New calls for ban on bacon and ham preservatives

The debate surrounding the use of nitrites in processed meats is heating up again. By David Burrows.

France is going to cut the use of nitrites in food following a review by its health agency that confirmed they raise the risk of cancer. Could the UK follow suit, or go further with a complete ban? “This is a hugely significant moment in time and I hope will kick start not only a UK ban but action across the world,” wrote Professor Chris Elliott in a blog for New Food magazine last week. 

Elliott is among a coalition of experts and MPs that came together this month to call for a ban on nitrates and nitrites used for curing meat. The group, which is being led by Conservative MP Dr Daniel Poulter, a former health minister and practising NHS doctor, wants meat producers to use natural alternatives that perform the same role during curing of meats like bacon and ham, The Guardian reported.

A letter to Steve Barclay, the new health secretary, and Professor Sir Chris Whitty, the government’s chief medical officer, highlighted studies by the World Health Organisation, UK, US and European universities, and even the UK government’s own agencies, that suggest a link between the consumption of nitrite-cured meat and bowel cancer – the cause of over 10,000 deaths in the UK every year.

* Tasks and exercises *
- A) List every person named in the article on meat preservatives, including the byline.
- B) Summarize the article on meat preservatives in two sentences.
- C) Transcribe the article on meat preservatives from "The debate surrounding" to "Food magazine last week.".

* Extracted entries *
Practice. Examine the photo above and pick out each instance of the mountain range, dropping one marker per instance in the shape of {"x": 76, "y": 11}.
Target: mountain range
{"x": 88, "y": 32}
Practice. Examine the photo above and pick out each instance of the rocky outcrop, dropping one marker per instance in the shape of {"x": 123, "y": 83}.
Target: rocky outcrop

==

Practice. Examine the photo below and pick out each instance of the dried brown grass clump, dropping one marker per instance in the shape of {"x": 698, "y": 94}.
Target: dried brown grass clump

==

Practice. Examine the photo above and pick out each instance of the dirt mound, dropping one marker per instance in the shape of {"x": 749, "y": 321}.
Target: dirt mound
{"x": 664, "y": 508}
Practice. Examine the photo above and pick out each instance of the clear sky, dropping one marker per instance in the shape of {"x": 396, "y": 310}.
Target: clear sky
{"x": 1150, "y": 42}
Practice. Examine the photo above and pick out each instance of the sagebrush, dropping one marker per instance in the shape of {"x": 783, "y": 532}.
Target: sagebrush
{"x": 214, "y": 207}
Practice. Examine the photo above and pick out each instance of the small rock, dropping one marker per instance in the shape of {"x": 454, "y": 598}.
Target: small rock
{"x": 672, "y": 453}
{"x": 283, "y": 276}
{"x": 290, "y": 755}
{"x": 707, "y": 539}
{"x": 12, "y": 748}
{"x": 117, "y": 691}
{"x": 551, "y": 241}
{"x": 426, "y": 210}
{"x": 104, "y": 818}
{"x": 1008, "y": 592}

* Answers by task *
- A)
David Burrows
Professor Chris Elliott
Dr Daniel Poulter
Steve Barclay
Professor Sir Chris Whitty

- B) France is going to cut the use of nitrites in food after its health agency confirmed they raise the risk of cancer, and a coalition of experts and MPs led by Conservative MP Dr Daniel Poulter is calling for a ban on the nitrates and nitrites used to cure meat. Their letter to Health Secretary Steve Barclay and Chief Medical Officer Professor Sir Chris Whitty highlighted studies suggesting a link between eating nitrite-cured meat and bowel cancer, which causes over 10,000 deaths in the UK every year.

- C)
The debate surrounding the use of nitrites in processed meats is heating up again. By David Burrows.

France is going to cut the use of nitrites in food following a review by its health agency that confirmed they raise the risk of cancer. Could the UK follow suit, or go further with a complete ban? “This is a hugely significant moment in time and I hope will kick start not only a UK ban but action across the world,” wrote Professor Chris Elliott in a blog for New Food magazine last week.